Records for processing:
· · ·

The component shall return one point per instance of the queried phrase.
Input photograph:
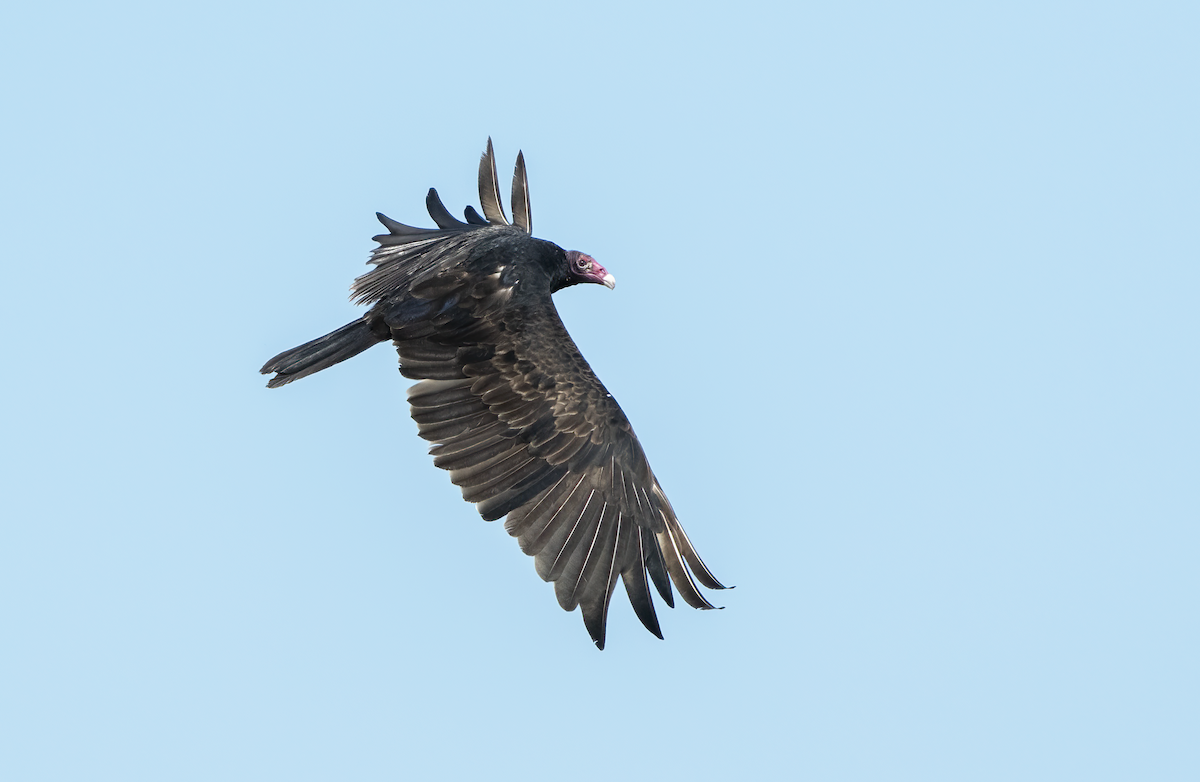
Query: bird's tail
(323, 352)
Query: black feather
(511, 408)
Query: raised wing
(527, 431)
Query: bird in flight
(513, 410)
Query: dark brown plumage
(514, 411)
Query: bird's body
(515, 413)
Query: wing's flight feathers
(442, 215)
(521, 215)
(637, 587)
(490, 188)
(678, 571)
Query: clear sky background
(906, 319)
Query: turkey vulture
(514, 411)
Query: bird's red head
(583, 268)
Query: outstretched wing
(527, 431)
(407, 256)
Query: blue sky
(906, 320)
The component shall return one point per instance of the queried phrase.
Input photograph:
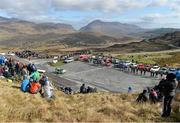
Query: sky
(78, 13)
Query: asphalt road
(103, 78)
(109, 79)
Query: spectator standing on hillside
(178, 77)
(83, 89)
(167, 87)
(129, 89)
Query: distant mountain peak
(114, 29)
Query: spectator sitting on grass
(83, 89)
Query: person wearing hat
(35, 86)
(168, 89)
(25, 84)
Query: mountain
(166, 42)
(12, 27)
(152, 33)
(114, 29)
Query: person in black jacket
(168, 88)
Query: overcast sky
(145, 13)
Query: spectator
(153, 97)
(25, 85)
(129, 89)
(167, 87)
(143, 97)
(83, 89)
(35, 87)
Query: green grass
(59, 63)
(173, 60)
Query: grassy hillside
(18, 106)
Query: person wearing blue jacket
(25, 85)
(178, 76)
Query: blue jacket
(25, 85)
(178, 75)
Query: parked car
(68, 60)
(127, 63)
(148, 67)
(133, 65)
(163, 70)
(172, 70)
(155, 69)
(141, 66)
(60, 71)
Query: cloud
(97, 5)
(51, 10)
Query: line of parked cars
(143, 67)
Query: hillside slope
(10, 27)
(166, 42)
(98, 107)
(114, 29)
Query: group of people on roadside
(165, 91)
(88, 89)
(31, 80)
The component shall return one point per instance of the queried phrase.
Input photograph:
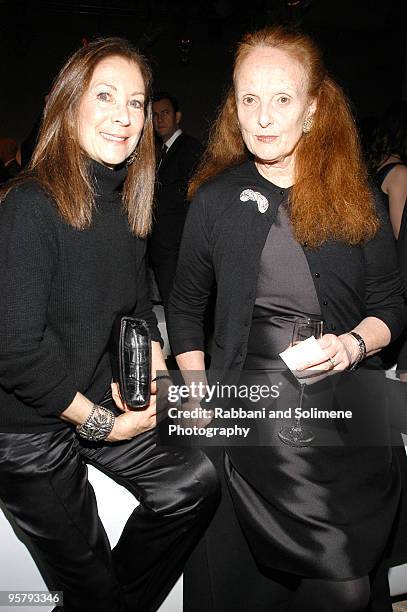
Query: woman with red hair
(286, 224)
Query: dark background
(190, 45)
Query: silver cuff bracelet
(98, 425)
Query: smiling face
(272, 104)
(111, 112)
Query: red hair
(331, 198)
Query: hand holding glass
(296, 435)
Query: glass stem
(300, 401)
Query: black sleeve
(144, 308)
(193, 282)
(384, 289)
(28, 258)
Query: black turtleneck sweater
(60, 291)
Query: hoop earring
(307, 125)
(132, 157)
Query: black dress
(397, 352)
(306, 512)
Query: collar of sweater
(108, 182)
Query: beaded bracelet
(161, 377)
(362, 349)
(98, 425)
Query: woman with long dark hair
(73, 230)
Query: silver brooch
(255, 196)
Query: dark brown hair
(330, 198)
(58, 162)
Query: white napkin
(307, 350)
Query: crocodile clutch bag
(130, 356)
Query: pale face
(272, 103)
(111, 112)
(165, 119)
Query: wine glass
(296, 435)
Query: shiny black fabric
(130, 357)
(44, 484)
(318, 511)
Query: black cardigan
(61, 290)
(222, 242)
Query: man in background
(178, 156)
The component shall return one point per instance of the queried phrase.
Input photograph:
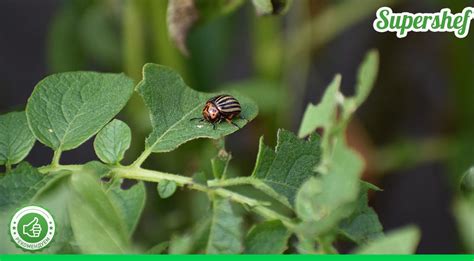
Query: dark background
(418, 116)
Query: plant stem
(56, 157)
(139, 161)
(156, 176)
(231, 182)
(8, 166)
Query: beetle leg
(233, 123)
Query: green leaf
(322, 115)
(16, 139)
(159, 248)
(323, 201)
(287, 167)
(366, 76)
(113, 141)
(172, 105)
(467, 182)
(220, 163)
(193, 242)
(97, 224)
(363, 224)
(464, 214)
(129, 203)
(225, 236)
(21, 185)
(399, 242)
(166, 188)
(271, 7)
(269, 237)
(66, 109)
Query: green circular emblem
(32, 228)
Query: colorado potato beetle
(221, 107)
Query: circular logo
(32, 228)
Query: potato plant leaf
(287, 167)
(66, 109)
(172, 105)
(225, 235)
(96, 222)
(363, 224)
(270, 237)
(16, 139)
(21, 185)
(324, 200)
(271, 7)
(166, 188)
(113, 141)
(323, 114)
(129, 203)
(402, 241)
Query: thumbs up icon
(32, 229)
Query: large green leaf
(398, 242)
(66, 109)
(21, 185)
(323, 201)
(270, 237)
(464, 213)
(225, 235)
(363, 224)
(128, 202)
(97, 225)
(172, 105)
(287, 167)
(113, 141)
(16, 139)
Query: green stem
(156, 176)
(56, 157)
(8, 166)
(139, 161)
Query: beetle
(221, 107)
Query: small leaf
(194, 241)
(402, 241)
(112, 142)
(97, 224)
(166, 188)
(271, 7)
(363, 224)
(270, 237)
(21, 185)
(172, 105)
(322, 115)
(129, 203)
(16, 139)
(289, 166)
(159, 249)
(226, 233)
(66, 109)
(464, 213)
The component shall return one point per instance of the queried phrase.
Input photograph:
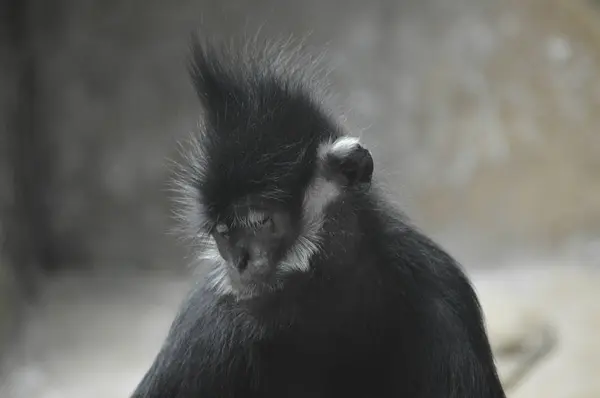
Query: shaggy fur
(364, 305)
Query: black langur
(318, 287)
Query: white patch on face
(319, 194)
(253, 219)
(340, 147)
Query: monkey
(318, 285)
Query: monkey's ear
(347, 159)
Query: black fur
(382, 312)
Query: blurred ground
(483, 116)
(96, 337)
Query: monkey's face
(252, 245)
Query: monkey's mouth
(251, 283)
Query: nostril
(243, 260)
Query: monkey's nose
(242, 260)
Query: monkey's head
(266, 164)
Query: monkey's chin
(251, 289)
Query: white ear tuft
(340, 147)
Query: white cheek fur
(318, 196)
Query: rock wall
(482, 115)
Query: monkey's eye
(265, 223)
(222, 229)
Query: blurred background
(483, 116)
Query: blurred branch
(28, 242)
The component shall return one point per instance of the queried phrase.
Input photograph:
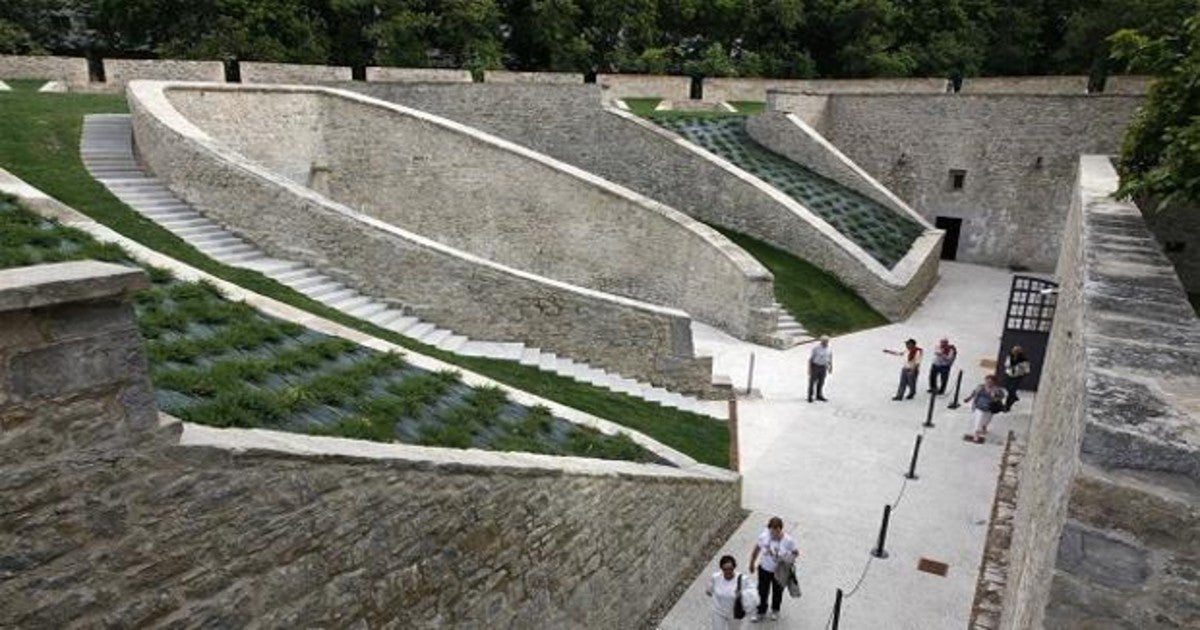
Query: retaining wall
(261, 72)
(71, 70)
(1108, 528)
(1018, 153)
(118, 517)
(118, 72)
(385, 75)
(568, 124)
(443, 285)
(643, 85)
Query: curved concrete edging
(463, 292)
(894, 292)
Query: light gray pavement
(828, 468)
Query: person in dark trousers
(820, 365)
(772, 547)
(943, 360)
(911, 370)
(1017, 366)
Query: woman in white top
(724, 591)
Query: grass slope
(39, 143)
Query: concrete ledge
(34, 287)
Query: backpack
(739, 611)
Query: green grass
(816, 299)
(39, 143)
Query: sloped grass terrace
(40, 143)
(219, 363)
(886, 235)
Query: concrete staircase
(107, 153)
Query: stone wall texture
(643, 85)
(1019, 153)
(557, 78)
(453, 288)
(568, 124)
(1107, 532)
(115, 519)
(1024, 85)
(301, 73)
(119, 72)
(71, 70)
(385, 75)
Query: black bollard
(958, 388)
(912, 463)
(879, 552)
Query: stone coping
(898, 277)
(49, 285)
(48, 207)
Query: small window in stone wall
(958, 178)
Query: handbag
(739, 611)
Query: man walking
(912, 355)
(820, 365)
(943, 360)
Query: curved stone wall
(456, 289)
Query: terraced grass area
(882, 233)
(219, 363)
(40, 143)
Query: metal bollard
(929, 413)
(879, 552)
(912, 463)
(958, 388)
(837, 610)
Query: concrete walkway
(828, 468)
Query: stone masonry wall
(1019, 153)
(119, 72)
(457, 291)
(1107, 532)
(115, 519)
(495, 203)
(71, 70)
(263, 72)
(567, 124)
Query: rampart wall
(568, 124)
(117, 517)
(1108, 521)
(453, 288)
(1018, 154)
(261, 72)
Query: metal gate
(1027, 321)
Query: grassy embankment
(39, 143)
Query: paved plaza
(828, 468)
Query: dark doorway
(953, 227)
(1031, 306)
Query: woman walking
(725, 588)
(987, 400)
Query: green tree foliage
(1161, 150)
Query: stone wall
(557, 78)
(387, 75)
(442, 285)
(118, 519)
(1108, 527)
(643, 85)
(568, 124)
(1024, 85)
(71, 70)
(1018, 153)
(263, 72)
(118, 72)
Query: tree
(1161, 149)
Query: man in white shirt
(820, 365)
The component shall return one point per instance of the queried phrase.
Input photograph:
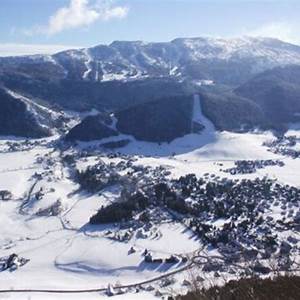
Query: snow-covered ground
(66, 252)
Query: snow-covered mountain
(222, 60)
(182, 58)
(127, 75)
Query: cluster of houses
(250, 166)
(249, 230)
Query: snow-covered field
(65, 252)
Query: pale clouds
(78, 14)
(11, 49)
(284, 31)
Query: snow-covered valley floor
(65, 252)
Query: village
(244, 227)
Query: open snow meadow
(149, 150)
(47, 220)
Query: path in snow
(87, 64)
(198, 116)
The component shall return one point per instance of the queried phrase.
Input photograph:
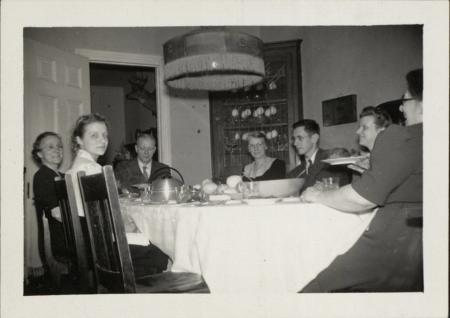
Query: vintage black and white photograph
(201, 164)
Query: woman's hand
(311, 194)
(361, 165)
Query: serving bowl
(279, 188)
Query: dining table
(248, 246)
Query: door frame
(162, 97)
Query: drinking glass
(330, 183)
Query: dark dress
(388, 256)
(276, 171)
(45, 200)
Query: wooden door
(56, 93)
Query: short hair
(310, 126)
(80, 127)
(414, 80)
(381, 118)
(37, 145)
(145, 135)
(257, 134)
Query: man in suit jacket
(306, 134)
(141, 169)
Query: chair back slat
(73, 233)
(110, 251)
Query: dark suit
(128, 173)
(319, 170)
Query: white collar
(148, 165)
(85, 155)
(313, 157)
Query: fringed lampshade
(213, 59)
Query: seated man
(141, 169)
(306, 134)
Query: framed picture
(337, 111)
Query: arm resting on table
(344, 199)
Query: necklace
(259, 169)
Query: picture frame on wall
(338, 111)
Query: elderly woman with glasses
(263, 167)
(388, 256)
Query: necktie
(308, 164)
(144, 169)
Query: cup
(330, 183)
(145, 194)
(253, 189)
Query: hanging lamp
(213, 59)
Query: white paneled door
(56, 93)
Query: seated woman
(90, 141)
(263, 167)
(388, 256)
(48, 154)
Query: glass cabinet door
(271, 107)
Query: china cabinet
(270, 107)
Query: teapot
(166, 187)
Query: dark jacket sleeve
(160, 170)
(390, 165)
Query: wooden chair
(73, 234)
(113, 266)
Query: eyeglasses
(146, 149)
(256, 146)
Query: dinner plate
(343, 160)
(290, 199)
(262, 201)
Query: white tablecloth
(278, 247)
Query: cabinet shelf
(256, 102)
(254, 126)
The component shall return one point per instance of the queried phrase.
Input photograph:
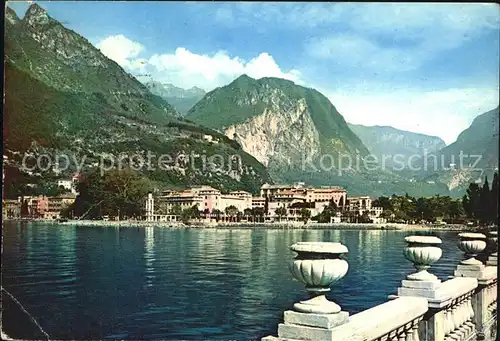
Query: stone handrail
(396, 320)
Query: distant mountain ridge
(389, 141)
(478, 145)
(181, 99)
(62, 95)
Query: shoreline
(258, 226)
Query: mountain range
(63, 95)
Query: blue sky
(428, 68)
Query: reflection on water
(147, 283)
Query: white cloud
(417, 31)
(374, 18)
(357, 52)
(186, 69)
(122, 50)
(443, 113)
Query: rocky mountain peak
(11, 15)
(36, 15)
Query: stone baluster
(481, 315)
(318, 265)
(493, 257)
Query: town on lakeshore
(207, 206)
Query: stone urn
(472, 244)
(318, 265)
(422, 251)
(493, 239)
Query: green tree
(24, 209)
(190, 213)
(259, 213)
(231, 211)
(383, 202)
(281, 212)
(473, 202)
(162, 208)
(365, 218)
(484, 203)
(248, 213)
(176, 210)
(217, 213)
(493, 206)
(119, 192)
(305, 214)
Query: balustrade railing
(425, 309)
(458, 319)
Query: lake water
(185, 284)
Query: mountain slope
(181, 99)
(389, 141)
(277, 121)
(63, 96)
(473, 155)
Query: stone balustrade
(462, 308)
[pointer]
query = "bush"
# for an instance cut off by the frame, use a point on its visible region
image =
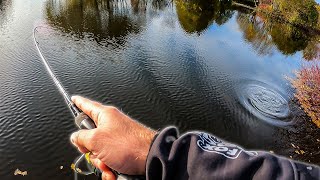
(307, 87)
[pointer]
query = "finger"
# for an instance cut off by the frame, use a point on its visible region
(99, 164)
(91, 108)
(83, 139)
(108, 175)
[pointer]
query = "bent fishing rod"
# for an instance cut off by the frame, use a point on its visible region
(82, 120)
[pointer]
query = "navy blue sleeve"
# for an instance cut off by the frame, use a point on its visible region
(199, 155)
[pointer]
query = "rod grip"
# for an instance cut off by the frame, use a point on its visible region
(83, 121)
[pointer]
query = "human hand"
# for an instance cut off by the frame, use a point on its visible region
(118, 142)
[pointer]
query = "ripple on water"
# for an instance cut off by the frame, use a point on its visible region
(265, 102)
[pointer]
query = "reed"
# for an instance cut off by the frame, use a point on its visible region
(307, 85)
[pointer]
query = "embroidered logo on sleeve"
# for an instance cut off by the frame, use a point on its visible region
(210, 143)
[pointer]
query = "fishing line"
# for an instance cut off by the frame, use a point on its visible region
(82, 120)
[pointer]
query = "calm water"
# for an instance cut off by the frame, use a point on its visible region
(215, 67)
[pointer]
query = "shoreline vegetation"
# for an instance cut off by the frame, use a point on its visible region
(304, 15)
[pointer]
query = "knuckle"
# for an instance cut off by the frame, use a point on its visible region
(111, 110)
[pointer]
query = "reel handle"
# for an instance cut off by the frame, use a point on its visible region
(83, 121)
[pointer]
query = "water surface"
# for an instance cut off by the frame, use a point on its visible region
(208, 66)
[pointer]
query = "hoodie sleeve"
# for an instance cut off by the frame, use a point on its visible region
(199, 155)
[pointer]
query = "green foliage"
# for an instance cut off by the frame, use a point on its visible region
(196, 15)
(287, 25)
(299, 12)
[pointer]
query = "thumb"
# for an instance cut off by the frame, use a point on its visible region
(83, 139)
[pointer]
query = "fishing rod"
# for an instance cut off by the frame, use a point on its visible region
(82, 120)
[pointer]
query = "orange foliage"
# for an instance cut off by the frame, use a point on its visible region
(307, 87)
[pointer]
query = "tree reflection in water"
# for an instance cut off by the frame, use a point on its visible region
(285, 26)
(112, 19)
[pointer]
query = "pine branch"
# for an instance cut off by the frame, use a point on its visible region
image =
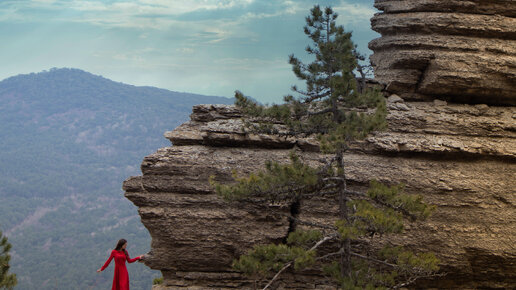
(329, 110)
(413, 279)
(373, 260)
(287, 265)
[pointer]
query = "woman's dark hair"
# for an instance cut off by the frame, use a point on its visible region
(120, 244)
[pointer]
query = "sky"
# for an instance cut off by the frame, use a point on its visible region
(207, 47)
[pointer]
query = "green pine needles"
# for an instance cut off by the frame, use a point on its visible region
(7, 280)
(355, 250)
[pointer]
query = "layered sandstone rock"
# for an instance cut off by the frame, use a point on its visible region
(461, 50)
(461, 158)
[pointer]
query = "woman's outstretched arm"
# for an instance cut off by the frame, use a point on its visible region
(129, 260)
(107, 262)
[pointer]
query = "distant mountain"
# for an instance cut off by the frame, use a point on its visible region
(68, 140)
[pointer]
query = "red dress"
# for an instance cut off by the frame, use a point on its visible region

· · ·

Go through the entries above and count the lines holding the word "pine"; write nothing but the number.

2